INPUT MATERIAL:
──────────────────────────────

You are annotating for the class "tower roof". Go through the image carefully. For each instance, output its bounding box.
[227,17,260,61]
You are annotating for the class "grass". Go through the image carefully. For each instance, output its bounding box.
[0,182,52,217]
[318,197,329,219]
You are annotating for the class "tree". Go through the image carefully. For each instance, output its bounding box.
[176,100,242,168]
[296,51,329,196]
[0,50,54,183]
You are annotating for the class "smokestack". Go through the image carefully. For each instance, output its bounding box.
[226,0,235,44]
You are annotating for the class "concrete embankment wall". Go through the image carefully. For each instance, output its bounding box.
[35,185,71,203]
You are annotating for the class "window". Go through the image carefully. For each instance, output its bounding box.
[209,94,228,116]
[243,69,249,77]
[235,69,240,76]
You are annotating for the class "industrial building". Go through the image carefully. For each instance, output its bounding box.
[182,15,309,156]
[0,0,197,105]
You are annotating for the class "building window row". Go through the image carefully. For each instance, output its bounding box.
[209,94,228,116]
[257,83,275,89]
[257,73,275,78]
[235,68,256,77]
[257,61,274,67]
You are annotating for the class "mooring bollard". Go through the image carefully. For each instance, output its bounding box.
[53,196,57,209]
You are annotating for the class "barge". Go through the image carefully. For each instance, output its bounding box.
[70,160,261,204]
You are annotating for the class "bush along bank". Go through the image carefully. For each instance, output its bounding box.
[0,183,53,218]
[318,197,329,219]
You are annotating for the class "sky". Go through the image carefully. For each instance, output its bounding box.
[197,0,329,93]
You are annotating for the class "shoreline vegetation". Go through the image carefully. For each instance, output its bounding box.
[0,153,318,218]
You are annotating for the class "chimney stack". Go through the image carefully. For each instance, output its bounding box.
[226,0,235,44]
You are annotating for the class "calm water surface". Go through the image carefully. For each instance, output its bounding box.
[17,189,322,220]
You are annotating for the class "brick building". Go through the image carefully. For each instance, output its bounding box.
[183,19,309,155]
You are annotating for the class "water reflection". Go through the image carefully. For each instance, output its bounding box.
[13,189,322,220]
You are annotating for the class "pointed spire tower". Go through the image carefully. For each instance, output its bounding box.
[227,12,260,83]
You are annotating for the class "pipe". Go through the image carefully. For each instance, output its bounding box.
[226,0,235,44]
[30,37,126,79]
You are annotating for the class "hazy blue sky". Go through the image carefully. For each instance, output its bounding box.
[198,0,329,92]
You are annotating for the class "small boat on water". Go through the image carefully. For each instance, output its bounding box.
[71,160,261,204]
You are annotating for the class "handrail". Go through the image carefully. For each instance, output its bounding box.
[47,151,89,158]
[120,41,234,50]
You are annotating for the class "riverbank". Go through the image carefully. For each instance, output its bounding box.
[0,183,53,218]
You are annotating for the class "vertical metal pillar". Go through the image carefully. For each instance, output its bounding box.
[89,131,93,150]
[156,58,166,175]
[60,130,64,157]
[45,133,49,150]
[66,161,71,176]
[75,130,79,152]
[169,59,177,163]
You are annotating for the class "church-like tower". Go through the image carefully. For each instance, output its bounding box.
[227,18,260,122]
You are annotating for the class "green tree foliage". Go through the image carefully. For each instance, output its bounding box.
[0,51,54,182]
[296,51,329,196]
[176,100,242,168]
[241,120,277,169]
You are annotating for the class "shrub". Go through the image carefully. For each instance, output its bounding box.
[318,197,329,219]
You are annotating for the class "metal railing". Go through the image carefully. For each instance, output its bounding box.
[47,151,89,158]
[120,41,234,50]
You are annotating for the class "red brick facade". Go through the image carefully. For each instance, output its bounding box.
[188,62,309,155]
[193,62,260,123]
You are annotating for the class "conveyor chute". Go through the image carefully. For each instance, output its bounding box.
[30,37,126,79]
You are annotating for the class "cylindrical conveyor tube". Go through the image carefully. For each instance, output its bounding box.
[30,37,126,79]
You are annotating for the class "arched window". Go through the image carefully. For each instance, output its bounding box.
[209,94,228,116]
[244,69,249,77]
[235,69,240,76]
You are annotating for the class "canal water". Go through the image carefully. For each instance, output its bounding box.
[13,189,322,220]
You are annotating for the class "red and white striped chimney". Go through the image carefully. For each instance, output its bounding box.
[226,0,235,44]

──────────────────────────────

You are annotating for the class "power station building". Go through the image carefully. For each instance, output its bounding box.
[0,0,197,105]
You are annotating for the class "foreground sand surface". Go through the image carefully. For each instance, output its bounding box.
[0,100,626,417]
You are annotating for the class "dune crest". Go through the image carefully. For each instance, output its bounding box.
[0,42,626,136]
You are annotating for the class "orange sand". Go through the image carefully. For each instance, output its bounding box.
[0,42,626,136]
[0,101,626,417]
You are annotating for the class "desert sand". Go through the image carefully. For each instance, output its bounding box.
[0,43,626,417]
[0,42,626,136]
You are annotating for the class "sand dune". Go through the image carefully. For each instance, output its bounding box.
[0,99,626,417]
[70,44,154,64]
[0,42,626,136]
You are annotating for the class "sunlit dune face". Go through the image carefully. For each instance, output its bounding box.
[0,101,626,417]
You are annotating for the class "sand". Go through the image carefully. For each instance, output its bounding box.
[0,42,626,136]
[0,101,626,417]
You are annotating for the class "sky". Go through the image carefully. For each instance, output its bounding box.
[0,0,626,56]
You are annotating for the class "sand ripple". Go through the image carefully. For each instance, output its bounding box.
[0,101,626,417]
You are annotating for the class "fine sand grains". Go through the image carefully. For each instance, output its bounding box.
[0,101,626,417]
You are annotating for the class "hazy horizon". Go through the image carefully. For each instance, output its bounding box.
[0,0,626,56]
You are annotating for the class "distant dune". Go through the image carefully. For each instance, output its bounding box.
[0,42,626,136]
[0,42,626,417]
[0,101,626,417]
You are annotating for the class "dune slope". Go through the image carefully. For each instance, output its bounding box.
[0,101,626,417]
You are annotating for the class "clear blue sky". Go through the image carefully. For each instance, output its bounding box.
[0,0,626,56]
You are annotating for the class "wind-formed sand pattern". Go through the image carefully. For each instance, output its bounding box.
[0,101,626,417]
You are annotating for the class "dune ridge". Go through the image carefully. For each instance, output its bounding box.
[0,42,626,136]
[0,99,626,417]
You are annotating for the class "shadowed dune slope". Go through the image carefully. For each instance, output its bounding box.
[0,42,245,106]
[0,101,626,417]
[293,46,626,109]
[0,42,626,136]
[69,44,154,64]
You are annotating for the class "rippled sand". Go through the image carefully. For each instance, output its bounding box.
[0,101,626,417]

──────────────────────────────

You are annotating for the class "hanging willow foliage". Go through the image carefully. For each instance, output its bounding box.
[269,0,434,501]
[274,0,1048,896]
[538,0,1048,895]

──────────────────────────────

Count the lines in the records above that contain the string "brick", treating uppercase and lowercase as different. Reply with the number alone.

2